癌の患者さんが、主治医に緩和ケアを勧められるとモルヒネで命を奪われる所と勘違いをしてしまう患者さんいます。
がん緩和治療のゴールは「良く生きるために心と体の苦痛をとる」ことであることは、院長の著書の中でも「がん緩和ケアを早期から積極的に取り入れることで、生活の質を高めて延命効果も」と説明されています。
今回は、がん疼痛治療の主役である鎮痛薬「モルヒネ」について説明したいと思います。
「医療用麻薬」に分類されているモルヒネは、「麻薬」という言葉から、「中毒になる」「廃人になる」「死を早める」など、負のイメージを患者さんやご家族はお持ちではないでしょうか。しかしこれは我が国に未だはびこる誤った「都市伝説」です。モルヒネは200年以上研究され、痛みを消すだけではなく、がんに伴う激しい咳や呼吸困難感(息苦しさ)をも緩和してくれることが検証されている自然界が人類に与えてくれた最高のプレゼントの一つなのです。
独立行政法人 国立がん研究センターがん対策情報センターがん情報サービス がんの統計’12 13医療用麻薬消費量 4モルヒネ、フェンタ二ル、オキシコドンの合計
(100万人1日あたりモルヒネ消費量換算[g])2007-2009
※国際麻薬統制委員会(INCB) 報告
統計のために定義された1日投与量(S-DDD:フェンタニル0.6mg=オキシコドン75mg=モルヒネ100mg)で換算
日本で経口徐放製剤としてのモルヒネが、がん疼痛治療薬として認可されたのは1989年、WHO が1986年に国際標準のがん疼痛治療法のガイドラインである『Cancer Pain Relief』を公表してから3年後のこと。以来、消費量は増加しているが、未だアメリカなどの北米諸国の約5%、欧州諸国の半分以下である。後塵を拝している日本だが、モルヒネ以外に、オキシコドン、フェンタニル、そしてメサドンを加えた、4 種類のオピオイド鎮痛薬を使用できるようになった
このように、モルヒネは苦痛を和らげ適切に使用することで確実にくつうわ和らげ生活の質を高めることができます。

抽出データ -
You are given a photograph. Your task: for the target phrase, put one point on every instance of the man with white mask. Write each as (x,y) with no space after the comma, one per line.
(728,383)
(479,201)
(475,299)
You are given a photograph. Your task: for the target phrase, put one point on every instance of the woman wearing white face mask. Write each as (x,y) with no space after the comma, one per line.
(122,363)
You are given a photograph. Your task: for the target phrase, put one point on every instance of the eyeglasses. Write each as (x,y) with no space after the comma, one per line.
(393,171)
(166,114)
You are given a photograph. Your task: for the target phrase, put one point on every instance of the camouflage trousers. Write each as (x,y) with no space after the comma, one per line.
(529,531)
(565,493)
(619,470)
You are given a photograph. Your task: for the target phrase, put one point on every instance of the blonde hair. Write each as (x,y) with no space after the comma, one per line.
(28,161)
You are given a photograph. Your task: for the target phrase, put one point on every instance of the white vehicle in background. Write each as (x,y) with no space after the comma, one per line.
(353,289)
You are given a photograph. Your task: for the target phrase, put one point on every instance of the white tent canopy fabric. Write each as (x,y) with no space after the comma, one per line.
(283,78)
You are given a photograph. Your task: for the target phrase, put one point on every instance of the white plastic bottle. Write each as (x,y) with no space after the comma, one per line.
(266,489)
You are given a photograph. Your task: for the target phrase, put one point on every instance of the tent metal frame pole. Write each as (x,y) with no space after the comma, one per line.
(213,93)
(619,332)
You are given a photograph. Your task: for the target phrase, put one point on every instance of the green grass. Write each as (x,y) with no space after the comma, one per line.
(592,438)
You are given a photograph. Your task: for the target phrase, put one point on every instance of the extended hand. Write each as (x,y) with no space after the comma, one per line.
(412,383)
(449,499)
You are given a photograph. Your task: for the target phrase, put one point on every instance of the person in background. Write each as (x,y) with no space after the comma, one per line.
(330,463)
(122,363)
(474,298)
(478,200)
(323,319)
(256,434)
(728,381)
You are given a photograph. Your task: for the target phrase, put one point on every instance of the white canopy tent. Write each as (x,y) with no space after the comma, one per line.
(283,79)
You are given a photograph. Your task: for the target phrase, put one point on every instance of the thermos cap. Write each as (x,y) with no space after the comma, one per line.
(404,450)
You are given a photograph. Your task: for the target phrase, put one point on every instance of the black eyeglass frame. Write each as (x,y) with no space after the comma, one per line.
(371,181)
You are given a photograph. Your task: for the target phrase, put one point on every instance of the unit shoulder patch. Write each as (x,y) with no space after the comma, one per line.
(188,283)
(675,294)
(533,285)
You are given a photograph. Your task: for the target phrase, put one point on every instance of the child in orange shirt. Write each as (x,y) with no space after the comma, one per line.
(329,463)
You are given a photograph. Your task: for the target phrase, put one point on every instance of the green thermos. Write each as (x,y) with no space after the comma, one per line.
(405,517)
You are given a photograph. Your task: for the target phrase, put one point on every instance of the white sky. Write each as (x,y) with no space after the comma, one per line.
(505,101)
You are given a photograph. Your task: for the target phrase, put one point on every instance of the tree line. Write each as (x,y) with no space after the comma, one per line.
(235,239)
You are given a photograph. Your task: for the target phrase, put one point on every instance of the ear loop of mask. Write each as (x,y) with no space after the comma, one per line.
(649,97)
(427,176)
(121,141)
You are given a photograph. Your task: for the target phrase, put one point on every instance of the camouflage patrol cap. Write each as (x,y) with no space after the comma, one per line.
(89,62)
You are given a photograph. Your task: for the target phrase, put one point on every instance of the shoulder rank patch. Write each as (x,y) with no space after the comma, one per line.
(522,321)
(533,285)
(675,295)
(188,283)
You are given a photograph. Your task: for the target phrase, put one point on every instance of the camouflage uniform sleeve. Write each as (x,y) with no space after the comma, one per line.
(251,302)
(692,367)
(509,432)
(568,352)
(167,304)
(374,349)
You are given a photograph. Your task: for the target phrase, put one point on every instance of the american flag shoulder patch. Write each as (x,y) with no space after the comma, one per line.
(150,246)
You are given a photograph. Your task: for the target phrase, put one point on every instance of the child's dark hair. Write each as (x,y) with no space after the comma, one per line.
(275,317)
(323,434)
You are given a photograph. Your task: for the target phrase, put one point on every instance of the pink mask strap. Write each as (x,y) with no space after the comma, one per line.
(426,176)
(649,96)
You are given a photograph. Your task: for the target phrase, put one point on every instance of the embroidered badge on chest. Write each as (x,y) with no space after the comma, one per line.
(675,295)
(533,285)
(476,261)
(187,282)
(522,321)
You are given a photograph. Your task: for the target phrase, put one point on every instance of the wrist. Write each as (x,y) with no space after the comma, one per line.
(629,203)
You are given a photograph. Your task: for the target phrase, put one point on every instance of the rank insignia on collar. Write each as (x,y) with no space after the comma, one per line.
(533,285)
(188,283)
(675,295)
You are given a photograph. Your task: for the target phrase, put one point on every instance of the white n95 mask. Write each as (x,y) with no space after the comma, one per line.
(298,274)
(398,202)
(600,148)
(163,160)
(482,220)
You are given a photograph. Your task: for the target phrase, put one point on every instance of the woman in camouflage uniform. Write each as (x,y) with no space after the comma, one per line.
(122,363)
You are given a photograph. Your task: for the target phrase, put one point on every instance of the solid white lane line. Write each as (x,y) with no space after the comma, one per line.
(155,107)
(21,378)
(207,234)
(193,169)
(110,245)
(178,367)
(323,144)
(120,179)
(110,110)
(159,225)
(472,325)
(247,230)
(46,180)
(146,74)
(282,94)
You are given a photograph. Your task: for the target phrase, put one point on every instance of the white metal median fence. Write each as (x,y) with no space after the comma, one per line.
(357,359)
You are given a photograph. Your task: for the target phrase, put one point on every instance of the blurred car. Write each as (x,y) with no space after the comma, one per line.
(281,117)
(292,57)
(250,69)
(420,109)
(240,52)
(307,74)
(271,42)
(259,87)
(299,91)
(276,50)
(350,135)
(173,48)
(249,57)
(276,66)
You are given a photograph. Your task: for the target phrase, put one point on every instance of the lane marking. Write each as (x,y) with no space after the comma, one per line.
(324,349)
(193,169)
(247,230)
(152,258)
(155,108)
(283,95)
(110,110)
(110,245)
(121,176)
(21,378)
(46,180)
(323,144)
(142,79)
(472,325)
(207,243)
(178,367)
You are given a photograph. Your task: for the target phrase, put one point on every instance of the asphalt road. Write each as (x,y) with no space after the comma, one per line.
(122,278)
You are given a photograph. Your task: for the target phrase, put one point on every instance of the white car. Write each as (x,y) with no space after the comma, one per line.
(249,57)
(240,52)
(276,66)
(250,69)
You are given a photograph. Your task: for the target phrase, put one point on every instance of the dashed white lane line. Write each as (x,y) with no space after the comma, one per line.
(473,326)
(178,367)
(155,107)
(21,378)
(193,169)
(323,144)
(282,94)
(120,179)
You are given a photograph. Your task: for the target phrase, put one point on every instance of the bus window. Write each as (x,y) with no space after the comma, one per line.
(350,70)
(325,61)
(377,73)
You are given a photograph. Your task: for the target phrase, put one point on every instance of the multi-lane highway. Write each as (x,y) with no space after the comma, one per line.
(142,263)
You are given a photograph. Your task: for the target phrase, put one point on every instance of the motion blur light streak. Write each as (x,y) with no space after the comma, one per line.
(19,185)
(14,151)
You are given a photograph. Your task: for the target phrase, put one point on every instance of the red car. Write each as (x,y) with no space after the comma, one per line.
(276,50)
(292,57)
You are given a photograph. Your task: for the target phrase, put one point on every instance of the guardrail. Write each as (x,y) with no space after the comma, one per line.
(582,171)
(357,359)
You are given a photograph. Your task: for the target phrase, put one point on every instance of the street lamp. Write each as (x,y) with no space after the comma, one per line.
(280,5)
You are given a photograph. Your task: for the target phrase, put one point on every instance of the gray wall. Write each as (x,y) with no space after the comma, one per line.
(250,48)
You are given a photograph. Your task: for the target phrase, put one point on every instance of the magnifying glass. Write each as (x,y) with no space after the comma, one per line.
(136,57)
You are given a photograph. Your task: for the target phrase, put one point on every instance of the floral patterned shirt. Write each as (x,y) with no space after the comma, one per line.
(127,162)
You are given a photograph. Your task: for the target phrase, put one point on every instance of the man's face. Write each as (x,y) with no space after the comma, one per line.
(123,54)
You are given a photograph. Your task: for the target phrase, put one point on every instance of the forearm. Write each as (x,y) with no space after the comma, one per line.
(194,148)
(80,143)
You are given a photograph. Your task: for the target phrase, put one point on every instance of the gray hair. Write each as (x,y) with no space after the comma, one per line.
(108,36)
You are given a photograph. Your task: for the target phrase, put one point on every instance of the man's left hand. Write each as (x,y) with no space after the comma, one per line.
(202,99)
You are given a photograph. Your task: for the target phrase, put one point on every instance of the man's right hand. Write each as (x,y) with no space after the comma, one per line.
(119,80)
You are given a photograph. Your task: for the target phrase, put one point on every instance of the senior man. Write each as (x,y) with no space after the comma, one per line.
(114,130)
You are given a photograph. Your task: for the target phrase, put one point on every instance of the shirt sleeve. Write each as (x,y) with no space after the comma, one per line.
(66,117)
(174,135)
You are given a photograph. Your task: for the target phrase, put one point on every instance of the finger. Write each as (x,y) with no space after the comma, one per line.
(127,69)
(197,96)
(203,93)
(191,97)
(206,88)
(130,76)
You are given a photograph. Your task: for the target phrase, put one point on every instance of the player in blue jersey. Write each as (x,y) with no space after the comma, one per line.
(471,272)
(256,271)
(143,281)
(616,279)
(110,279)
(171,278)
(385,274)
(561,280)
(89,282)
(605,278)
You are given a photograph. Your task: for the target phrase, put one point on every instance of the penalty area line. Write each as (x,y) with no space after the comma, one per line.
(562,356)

取り組む課題 - モルヒネについての文章を、一字一句変えずに全文出力すること。 このリストはモルヒネについての文章とは無関係である。

この課題の解答 -
癌の患者さんが、主治医に緩和ケアを勧められるとモルヒネで命を奪われる所と勘違いをしてしまう患者さんいます。
がん緩和治療のゴールは「良く生きるために心と体の苦痛をとる」ことであることは、院長の著書の中でも「がん緩和ケアを早期から積極的に取り入れることで、生活の質を高めて延命効果も」と説明されています。
今回は、がん疼痛治療の主役である鎮痛薬「モルヒネ」について説明したいと思います。
「医療用麻薬」に分類されているモルヒネは、「麻薬」という言葉から、「中毒になる」「廃人になる」「死を早める」など、負のイメージを患者さんやご家族はお持ちではないでしょうか。しかしこれは我が国に未だはびこる誤った「都市伝説」です。モルヒネは200年以上研究され、痛みを消すだけではなく、がんに伴う激しい咳や呼吸困難感(息苦しさ)をも緩和してくれることが検証されている自然界が人類に与えてくれた最高のプレゼントの一つなのです。
独立行政法人 国立がん研究センターがん対策情報センターがん情報サービス がんの統計’12 13医療用麻薬消費量 4モルヒネ、フェンタ二ル、オキシコドンの合計
(100万人1日あたりモルヒネ消費量換算[g])2007-2009
※国際麻薬統制委員会(INCB) 報告
統計のために定義された1日投与量(S-DDD:フェンタニル0.6mg=オキシコドン75mg=モルヒネ100mg)で換算
日本で経口徐放製剤としてのモルヒネが、がん疼痛治療薬として認可されたのは1989年、WHO が1986年に国際標準のがん疼痛治療法のガイドラインである『Cancer Pain Relief』を公表してから3年後のこと。以来、消費量は増加しているが、未だアメリカなどの北米諸国の約5%、欧州諸国の半分以下である。後塵を拝している日本だが、モルヒネ以外に、オキシコドン、フェンタニル、そしてメサドンを加えた、4 種類のオピオイド鎮痛薬を使用できるようになった
このように、モルヒネは苦痛を和らげ適切に使用することで確実にくつうわ和らげ生活の質を高めることができます。